Gropius designed and oversaw the construction to the 1970 addition to The Huntington Museum of Art according to waltergropius.org.

The Walter Gropius exhibit takes visitors
through his life and work. (Brittany Hively)

“He’s like the Lady Gaga of architect,” said Jimmy Hobbs, Sloane’s partner and director. 

Sloane says not only was the piece an honor, but he feels like it took him to the next level. 

“That carries you to a different plateau because now you can be associated with someone who is great,” Sloane said. “There is just no way I was not going to do it.” 

Between research and discussions with Hobbs, Sloane knew what he wanted to do. 

“The first thing I did was study Bauhaus, just got it in my head,” Sloane said. “What I derived from what I learned was I knew I wanted to do something that was in the essence of Bauhaus, which was an actual school. They had composers, architects, weavers, potteries, the very best of everything, like technology.”

“They put them all in this school and they were projecting one train of modern thought. Like how to minimalize and simplify life into a modern direction,” he said. “So, ultimately, it’s about the collaboration, get everyone in it and working together to produce something great.”

Excerpts from a dataset:
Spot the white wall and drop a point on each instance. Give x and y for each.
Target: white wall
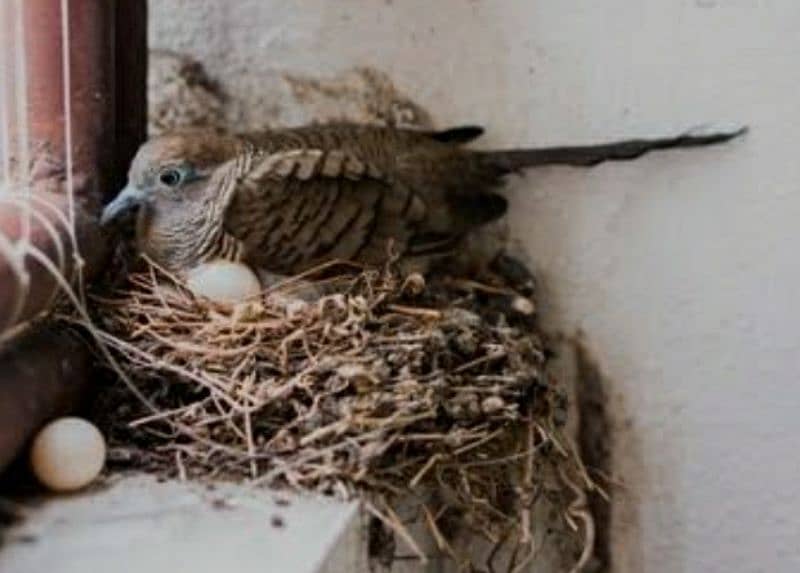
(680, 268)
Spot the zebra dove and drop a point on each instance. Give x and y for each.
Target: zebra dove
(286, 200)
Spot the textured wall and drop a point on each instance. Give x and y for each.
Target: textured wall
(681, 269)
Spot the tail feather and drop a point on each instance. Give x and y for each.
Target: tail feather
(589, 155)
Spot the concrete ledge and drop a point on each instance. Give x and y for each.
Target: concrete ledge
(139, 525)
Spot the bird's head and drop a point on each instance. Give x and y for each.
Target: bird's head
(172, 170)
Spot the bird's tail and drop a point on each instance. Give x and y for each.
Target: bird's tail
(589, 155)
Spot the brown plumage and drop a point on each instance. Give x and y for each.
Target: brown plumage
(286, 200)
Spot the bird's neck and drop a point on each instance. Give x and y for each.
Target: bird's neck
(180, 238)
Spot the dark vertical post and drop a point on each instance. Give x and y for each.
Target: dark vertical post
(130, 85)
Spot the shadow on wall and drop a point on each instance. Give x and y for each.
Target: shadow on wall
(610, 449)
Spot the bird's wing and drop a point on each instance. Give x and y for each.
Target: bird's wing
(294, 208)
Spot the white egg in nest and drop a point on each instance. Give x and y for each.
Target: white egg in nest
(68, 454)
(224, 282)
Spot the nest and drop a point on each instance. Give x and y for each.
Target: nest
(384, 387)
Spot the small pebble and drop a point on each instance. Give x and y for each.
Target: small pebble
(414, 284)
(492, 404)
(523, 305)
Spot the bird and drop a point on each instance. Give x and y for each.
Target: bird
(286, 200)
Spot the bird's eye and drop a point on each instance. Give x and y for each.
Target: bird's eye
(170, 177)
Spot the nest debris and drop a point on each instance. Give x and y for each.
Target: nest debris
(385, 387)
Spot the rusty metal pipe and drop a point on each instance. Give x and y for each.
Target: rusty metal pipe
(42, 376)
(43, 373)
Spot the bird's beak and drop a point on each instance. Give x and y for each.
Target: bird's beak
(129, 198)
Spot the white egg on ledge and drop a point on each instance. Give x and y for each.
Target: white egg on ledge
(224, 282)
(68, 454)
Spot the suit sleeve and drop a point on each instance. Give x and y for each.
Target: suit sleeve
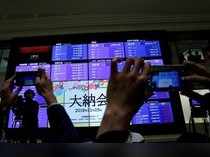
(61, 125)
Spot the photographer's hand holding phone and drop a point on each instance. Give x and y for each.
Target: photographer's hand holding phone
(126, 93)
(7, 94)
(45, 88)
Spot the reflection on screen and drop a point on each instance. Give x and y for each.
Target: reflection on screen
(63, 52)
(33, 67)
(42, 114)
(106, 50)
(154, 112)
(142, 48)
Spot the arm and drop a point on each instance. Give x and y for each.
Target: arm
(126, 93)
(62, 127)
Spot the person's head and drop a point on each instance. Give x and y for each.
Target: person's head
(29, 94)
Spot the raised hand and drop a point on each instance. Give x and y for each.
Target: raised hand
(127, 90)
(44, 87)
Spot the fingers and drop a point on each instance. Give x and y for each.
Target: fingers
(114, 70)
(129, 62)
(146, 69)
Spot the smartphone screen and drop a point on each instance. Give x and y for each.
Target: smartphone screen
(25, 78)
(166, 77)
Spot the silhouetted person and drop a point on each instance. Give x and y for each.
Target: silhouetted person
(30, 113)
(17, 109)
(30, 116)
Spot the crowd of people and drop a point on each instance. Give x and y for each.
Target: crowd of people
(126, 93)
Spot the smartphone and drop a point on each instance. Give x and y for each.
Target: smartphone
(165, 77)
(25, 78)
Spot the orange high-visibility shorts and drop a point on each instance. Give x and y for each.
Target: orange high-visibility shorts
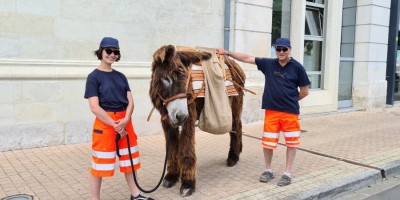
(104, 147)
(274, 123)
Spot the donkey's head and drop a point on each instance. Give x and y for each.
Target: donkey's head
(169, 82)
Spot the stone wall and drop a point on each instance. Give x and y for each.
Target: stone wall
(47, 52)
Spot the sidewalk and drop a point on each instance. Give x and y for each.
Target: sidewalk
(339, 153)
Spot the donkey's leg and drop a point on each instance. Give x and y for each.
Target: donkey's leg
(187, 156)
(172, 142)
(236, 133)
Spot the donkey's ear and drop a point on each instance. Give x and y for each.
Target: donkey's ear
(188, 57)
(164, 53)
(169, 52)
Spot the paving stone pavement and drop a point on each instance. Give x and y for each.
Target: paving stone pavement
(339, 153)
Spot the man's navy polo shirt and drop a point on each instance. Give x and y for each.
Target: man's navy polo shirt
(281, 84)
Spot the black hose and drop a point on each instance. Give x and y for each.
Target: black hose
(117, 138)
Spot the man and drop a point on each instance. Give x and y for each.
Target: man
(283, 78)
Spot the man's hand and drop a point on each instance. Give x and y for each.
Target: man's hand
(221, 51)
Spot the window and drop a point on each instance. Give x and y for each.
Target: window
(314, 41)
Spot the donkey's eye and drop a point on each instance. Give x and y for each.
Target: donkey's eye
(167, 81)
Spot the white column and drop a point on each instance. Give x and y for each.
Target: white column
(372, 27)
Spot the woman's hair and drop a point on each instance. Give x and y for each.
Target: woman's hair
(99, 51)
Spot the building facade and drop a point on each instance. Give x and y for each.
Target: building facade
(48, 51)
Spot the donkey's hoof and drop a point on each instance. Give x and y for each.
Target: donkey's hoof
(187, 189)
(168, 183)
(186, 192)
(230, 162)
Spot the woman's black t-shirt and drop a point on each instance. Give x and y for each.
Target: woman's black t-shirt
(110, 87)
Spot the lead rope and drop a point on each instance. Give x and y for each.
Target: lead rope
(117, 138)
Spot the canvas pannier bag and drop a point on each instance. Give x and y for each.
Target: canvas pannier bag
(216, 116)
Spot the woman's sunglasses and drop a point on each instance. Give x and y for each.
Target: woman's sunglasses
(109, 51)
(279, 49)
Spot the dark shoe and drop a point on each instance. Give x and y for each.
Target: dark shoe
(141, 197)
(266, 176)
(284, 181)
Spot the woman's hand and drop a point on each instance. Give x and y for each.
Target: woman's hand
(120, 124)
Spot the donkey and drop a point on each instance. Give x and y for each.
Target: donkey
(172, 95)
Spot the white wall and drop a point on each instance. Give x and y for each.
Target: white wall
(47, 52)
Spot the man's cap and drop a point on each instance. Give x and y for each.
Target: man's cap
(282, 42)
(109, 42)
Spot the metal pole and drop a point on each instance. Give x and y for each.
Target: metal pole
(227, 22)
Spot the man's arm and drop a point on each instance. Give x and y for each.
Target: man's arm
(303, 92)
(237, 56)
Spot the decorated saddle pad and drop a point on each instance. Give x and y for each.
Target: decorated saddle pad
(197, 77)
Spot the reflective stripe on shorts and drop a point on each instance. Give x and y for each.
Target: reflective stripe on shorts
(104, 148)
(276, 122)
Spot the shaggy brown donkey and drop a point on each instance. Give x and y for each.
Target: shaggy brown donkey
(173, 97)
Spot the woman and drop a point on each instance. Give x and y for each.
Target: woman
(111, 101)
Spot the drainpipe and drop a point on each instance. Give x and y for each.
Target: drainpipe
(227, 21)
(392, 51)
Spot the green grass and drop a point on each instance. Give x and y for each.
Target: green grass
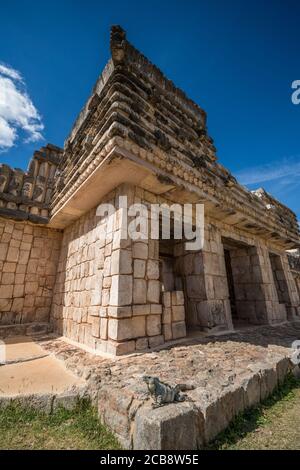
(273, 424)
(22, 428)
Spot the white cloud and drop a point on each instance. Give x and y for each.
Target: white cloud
...
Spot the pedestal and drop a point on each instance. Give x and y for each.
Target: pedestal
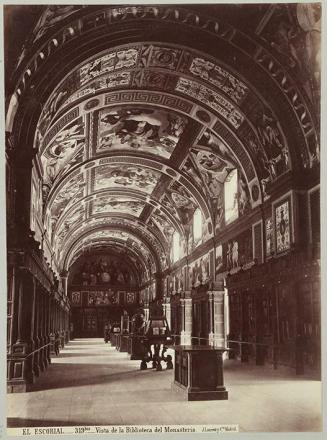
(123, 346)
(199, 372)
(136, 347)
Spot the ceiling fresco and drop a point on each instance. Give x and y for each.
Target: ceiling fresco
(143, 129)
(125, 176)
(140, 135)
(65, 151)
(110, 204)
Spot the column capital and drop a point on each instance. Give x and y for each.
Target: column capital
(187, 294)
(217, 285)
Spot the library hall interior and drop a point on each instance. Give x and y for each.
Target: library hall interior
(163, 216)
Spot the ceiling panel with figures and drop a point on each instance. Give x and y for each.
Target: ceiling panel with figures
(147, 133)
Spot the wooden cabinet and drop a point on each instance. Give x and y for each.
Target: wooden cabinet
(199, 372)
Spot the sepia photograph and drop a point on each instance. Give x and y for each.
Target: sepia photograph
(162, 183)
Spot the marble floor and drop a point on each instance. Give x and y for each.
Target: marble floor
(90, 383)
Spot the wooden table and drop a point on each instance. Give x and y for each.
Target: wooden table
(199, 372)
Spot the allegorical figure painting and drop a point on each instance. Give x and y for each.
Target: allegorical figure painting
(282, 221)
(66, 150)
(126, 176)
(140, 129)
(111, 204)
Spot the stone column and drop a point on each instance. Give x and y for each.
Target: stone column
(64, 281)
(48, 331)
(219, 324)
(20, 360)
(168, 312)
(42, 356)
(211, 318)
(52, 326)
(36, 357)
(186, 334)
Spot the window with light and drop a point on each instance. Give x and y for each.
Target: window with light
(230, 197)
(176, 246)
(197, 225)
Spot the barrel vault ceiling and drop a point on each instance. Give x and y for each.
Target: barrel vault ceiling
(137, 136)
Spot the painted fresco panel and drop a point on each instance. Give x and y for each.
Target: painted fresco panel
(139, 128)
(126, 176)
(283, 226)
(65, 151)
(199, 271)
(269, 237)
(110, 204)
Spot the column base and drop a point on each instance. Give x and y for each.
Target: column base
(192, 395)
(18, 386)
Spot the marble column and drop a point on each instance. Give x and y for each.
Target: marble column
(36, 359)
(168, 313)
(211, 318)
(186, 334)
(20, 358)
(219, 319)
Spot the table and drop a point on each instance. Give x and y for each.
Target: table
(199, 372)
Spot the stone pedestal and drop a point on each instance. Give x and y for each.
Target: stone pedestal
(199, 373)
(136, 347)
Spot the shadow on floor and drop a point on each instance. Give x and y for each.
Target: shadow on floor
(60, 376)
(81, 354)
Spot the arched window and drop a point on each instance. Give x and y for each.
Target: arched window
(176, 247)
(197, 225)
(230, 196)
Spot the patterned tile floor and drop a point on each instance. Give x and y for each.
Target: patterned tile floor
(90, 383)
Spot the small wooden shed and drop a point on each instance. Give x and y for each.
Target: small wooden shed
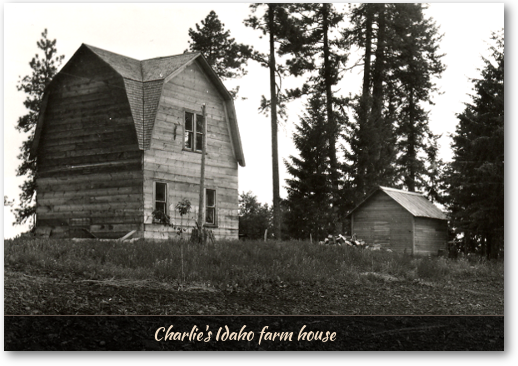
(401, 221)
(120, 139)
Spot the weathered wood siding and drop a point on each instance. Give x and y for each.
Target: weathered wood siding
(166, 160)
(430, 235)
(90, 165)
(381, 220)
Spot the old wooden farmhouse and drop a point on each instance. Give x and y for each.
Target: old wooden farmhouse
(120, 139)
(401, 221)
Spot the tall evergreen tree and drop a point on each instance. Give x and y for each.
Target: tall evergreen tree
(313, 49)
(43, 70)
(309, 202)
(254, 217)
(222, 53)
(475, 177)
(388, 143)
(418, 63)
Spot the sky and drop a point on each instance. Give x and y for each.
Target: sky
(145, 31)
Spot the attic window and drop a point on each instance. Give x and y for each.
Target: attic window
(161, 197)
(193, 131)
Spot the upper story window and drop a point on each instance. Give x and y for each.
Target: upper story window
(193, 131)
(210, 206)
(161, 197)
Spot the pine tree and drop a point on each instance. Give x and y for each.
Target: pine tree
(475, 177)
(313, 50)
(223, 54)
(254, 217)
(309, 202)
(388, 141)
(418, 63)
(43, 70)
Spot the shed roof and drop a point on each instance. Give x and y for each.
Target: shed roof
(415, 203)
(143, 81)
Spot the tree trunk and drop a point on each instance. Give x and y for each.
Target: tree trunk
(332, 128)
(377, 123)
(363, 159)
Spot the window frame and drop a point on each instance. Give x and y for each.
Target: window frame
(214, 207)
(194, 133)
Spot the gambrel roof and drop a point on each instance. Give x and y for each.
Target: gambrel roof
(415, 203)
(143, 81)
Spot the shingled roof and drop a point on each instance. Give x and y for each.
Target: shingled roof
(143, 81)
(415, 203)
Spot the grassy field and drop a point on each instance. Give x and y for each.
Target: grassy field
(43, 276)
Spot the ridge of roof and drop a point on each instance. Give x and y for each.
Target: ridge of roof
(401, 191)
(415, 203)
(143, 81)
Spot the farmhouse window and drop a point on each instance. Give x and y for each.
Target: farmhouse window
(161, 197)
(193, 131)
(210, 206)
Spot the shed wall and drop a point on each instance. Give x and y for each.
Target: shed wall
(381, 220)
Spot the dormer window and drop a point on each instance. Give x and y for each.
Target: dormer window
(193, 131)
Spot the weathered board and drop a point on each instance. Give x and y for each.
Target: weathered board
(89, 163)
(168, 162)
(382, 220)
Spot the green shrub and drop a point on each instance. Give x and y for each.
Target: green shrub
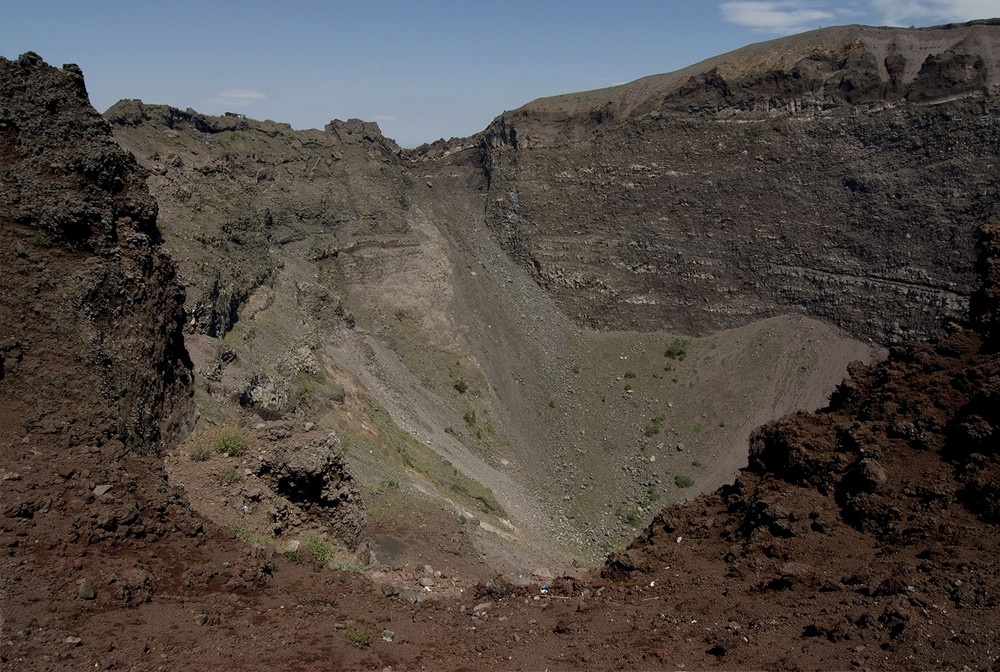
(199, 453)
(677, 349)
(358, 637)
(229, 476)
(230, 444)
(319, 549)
---
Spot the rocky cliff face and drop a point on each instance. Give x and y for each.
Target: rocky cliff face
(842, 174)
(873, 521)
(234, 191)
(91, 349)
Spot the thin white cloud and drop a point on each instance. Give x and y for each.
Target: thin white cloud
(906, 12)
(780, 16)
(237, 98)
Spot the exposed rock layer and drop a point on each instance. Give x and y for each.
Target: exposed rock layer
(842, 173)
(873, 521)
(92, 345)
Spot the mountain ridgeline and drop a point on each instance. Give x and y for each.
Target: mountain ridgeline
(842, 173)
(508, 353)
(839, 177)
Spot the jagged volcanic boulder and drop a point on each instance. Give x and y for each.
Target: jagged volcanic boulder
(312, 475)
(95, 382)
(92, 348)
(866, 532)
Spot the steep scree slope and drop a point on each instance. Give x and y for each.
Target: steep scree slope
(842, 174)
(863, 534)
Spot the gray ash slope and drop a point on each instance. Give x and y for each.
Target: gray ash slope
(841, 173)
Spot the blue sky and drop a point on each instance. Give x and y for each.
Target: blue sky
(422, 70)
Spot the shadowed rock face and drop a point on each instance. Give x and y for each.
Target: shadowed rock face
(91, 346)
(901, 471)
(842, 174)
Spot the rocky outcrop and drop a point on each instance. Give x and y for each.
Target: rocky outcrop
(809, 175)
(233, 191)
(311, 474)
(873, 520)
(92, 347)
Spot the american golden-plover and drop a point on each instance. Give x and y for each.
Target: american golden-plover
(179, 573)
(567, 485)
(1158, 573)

• _Task requirements_:
(1) Reproduce word for word the part of the article on the Walter Gropius exhibit starting at "The Walter Gropius" and ending at "wanted to do.".
(2) Continue the article on the Walter Gropius exhibit from the point where it stops.
The rows have nothing to do with any of this.

• _Set of answers_:
(1)
The Walter Gropius exhibit takes visitors
through his life and work. (Brittany Hively)

“He’s like the Lady Gaga of architect,” said Jimmy Hobbs, Sloane’s partner and director. 

Sloane says not only was the piece an honor, but he feels like it took him to the next level. 

“That carries you to a different plateau because now you can be associated with someone who is great,” Sloane said. “There is just no way I was not going to do it.” 

Between research and discussions with Hobbs, Sloane knew what he wanted to do.

(2)
Sloane said he had plenty of options for designs. 

“I could come from any direction; I was overwhelmed. I just saw these waterbirds in my head, two birds kissing, and that’s a collaboration. Husband and wife, boyfriend and girlfriend, people come together,” Sloane said. “Two or more people and you can do something wonderful and great, and so I thought I want to simplify that thought process and just do a kiss. In the essence of Bauhaus, make it something simple, and there’s nothing more simple than a kiss. I did two birds in a body of water, and it represents that is one moment when you come together.”

Along with keeping things simple, Sloane used the major dynamics of Bauhaus. 

“The shapes of the Bauhaus are triangle, square and circle,” Hobbs said. “Every moment of that sculpture is that. The beaks and the tails are triangles, the base is square, the middle base is round.”

“The Kiss” went from an idea to a sketch to the statue that can be seen today. 

“I did a little sketch of two birds, waterfowl, kind of wrapped in one another- much the same way you see in the sculpture,” Sloane said. “And then I went with the basic shapes and squeezed them into those moments, like their heads and their bodies.”

While Hobbs was the support person to talk Sloane through the process, he says the entire project was a collaboration.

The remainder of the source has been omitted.